Signs of Active Cat Labor
It’s possible that your cat is refusing food, acting fidgety, and looking for a quiet place to rest because she’s about to give birth.
Your cat’s body temperature will drop to around 37.8°C in the 12-24 hours before her labor starts.
Right before giving birth, mum may become more vocal, appear agitated, and want to wash herself constantly.
Delivery should start with strong abdominal contractions, followed by some discharge from her vagina. Contact your veterinarian if the discharge is thick, black, or blood colored.
The kittens should arrive shortly after this discharge.
Is your Cat showing Pregnancy Signs?
What to do?
Make an appointment with a veterinarian as soon as possible after your cat becomes pregnant.
Examine her for fleas, ticks, and lice, as these can harm her kittens’ health.
Feed kitten food to your cat until she finishes nursing.
Increase your cat’s feedings while she’s pregnant; she’ll likely need to eat 1.5 times more than usual.

## Directions for this task
Please copy the stretch of the cat labor text from "Delivery should start" through "What to do?", replacing "discharge" with "fluid" each time it appears.

## Records shown
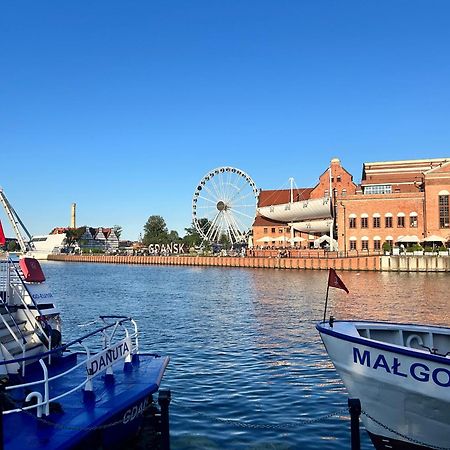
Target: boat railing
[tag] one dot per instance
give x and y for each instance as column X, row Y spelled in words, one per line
column 13, row 279
column 79, row 347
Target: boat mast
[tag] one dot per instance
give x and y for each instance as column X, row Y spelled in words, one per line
column 15, row 221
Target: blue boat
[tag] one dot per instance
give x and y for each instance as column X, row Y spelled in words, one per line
column 91, row 392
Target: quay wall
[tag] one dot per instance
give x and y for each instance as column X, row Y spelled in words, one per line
column 356, row 263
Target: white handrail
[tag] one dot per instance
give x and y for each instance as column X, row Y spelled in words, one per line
column 46, row 380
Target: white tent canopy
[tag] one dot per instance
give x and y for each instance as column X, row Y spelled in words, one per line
column 434, row 238
column 325, row 238
column 265, row 239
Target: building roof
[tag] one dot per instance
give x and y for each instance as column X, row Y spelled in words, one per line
column 399, row 171
column 278, row 197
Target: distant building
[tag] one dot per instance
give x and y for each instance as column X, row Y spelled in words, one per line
column 396, row 201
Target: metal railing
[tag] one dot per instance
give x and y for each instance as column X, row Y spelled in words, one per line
column 43, row 401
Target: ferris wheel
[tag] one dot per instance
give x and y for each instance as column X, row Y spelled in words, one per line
column 224, row 205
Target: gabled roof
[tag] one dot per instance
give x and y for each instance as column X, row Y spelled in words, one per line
column 261, row 221
column 444, row 168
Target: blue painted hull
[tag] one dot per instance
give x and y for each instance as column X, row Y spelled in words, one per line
column 104, row 418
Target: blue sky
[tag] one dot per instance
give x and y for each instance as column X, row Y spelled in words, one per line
column 123, row 106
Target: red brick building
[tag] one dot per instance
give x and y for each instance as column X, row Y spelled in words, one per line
column 397, row 201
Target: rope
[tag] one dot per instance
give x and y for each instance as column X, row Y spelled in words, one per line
column 414, row 441
column 266, row 426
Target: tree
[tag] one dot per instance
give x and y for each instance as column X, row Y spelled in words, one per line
column 155, row 231
column 74, row 234
column 117, row 230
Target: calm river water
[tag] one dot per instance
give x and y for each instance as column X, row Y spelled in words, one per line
column 243, row 345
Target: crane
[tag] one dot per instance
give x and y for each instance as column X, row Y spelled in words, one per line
column 15, row 221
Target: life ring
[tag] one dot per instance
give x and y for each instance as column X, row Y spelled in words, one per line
column 412, row 338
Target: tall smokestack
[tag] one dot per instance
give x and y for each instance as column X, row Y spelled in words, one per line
column 73, row 222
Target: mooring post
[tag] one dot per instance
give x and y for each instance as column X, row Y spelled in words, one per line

## Solution to this task
Delivery should start with strong abdominal contractions, followed by some fluid from her vagina. Contact your veterinarian if the fluid is thick, black, or blood colored.
The kittens should arrive shortly after this fluid.
Is your Cat showing Pregnancy Signs?
What to do?